## Data for the task
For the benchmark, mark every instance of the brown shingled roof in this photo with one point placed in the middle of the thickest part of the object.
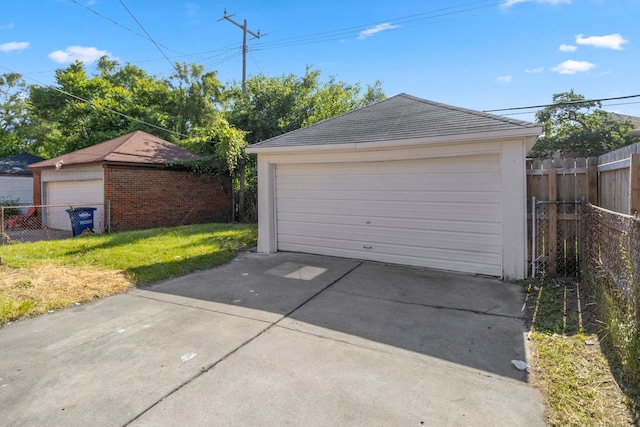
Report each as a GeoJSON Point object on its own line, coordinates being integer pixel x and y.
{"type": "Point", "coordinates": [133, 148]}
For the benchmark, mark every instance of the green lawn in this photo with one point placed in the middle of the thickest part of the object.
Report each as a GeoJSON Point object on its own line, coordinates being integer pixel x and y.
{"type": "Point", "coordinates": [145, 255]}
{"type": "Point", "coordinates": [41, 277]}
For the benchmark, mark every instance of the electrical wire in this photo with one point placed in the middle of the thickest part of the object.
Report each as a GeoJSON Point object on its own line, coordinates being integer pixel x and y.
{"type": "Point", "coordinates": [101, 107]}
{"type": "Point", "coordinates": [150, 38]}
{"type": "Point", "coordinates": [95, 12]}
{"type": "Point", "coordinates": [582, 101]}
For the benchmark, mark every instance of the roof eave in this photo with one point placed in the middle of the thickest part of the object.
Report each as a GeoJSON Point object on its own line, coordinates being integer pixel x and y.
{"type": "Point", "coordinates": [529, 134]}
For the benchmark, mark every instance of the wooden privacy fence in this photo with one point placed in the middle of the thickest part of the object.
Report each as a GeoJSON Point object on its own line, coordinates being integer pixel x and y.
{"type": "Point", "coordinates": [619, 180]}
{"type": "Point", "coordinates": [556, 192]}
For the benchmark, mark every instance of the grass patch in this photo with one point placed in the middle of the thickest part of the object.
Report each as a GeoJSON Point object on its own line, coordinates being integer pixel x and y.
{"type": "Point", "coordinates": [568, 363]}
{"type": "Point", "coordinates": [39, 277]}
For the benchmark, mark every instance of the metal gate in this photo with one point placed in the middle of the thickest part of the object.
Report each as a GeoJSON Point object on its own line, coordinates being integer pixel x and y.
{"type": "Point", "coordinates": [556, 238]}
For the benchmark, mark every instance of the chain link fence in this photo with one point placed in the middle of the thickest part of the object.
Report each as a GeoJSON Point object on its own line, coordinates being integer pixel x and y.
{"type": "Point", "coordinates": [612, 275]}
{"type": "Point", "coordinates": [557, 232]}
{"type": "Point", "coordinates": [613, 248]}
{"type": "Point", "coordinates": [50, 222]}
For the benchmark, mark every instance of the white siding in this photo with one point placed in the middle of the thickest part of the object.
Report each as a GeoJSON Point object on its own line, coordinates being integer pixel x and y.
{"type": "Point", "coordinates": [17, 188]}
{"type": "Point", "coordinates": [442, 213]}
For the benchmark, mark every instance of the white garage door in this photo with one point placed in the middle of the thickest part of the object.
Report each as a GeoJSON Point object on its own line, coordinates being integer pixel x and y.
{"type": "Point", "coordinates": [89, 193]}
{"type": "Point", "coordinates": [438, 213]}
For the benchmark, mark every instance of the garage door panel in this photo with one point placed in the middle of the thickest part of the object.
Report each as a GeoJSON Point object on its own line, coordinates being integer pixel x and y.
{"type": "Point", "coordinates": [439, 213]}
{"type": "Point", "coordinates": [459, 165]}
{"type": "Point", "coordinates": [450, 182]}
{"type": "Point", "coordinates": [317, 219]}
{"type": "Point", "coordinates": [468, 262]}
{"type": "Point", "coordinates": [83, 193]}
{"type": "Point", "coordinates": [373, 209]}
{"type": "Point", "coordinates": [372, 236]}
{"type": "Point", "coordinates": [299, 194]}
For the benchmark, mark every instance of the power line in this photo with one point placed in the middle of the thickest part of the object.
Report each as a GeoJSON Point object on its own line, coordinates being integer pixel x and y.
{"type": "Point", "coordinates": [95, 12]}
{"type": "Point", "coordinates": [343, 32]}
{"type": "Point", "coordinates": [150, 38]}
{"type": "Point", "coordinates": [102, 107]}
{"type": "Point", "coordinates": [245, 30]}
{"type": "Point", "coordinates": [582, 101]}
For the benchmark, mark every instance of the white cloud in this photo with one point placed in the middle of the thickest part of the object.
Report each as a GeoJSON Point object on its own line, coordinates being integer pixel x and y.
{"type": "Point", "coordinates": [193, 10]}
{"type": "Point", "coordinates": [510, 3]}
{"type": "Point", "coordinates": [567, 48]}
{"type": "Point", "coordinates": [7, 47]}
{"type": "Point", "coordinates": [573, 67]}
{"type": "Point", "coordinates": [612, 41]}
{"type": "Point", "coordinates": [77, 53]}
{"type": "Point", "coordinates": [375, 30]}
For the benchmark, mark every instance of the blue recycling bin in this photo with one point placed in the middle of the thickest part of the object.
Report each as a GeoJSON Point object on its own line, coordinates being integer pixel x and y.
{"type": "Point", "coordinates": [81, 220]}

==

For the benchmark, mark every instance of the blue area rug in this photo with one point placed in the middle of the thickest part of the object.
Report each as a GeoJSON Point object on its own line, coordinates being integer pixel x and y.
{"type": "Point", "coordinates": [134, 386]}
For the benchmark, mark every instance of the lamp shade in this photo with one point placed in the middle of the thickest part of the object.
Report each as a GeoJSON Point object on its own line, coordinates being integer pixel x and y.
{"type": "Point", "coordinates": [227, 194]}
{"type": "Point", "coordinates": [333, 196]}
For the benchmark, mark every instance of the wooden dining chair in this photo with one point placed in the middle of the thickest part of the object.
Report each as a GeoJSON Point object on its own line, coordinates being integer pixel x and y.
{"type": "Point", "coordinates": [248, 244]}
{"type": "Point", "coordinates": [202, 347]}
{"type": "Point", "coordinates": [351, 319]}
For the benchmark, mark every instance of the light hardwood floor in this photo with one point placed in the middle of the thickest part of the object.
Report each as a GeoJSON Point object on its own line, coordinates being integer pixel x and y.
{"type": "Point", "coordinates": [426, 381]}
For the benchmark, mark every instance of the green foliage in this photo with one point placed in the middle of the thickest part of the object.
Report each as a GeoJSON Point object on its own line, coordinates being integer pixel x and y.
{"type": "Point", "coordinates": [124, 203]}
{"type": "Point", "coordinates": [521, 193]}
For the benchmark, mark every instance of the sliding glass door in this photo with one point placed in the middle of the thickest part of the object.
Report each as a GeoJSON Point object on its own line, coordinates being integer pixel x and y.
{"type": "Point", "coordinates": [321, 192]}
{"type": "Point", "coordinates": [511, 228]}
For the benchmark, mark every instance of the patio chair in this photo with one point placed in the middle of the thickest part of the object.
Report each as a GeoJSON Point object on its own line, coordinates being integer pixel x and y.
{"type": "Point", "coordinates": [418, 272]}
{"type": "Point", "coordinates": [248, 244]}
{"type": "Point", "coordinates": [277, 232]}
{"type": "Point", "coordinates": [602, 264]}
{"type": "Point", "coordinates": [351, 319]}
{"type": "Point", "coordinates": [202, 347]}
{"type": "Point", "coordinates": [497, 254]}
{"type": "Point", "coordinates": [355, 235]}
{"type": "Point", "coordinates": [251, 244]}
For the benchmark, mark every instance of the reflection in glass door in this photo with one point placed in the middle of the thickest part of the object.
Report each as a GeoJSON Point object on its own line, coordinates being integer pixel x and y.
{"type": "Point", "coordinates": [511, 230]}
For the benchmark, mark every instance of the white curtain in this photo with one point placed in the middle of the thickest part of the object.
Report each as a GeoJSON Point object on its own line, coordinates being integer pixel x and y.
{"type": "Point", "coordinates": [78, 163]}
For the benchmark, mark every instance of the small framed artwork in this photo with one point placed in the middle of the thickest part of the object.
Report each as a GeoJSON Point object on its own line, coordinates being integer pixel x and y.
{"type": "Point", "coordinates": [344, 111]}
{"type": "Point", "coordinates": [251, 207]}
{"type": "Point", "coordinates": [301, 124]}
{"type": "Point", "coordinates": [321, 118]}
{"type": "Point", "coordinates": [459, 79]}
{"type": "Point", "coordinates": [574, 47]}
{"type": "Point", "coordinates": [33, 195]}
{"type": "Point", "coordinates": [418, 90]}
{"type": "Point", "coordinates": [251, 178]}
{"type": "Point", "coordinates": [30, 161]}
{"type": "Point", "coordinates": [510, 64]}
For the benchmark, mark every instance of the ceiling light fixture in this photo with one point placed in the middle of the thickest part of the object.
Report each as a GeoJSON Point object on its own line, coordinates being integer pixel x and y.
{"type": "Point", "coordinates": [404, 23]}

## The request
Identify every line above that contains the word "white" and copy each of those lines. Match case exactly.

## Reply to the task
For the benchmark, mark every instance of the white siding in this photo with one point placed in the middle of the thickest part of the object.
For the benchmark, mark every instance of the white garage door in this photo with one point placed in the middle of the thickest part of the object.
For the benchmark, mark every instance of the white cloud in this photo with one point placed in the middle of the thickest part of the object.
For the benchmark, mark every instance of the white curtain in this photo with one point placed in the middle of the thickest part of the object.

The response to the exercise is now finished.